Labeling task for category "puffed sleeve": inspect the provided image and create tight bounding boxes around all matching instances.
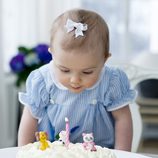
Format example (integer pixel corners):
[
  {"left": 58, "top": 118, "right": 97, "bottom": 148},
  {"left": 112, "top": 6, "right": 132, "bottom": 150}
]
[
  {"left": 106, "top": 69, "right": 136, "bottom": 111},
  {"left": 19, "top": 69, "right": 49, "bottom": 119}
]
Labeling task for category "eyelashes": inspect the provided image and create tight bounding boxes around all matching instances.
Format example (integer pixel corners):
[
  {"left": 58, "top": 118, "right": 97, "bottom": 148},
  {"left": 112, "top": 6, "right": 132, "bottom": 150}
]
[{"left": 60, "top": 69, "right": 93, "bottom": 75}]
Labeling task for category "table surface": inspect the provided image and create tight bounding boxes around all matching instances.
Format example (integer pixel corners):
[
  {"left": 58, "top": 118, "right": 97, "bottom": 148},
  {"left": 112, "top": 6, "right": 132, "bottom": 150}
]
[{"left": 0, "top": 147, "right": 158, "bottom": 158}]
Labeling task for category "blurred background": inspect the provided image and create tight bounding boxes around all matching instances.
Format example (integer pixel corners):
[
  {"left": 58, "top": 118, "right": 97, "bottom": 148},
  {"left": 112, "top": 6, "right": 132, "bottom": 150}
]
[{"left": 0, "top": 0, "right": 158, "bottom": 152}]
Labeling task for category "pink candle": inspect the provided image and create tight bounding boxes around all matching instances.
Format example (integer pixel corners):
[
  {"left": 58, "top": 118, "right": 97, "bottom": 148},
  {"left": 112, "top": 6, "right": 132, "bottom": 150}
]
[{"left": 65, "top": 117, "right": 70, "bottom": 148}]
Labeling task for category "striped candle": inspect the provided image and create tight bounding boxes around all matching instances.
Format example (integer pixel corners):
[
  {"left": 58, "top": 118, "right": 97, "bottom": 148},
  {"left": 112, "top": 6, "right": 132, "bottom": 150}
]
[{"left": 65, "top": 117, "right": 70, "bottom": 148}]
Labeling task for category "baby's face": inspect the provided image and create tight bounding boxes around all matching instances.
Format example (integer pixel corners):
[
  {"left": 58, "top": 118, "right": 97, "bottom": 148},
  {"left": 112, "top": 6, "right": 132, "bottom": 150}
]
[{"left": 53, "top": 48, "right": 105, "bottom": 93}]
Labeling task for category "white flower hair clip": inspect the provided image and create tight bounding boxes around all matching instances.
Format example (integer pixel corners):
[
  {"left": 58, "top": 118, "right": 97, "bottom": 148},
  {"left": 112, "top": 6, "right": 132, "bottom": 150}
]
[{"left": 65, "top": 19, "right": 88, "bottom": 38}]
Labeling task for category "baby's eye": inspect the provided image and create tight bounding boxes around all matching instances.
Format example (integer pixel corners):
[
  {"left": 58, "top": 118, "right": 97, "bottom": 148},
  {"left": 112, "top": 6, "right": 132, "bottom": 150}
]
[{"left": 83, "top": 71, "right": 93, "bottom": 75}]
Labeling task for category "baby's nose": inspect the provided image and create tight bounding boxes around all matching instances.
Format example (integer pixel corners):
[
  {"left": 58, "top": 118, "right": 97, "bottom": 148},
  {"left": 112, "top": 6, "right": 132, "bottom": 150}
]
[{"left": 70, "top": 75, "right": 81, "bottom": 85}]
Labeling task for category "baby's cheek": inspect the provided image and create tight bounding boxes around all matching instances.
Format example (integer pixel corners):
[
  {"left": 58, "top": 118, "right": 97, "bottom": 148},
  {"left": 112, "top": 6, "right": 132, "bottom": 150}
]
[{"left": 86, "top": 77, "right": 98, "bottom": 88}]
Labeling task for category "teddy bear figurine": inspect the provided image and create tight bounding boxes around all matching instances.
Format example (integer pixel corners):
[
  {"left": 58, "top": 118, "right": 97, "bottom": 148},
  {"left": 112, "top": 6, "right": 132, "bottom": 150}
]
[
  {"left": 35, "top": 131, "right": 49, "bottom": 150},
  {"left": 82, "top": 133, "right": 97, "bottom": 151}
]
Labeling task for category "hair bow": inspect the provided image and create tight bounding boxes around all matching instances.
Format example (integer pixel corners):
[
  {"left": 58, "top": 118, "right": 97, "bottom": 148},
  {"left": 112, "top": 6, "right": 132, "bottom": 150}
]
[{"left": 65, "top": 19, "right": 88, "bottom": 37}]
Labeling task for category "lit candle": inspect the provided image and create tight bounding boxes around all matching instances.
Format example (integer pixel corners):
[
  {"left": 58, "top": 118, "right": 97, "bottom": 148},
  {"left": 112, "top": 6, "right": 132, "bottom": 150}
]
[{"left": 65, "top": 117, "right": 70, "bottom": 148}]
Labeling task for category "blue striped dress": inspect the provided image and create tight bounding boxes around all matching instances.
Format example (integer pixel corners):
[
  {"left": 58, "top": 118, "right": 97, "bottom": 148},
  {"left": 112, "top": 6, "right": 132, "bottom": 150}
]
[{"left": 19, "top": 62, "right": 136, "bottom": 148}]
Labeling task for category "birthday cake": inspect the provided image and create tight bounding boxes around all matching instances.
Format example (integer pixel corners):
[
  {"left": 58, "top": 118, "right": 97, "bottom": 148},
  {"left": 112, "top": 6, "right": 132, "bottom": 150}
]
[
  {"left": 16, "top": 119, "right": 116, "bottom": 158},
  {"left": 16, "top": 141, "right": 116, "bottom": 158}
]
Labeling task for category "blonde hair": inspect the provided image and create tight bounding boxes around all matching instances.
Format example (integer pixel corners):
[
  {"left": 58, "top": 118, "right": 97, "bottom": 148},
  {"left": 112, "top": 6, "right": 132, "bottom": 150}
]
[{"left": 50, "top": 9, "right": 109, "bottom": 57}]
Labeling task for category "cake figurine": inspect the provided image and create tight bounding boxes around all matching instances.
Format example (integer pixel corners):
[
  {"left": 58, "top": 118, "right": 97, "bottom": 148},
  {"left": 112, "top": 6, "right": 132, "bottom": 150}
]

## PROBLEM DETAILS
Collect every line of the records that contains the word "striped", matching case exactly.

## THE COMPLETED TASK
Labeling task for category "striped candle": inspect the provided image and create tight bounding boxes around all matching instances.
Labeling task for category "blue striped dress": inspect the provided image and create tight bounding boxes around all matching instances.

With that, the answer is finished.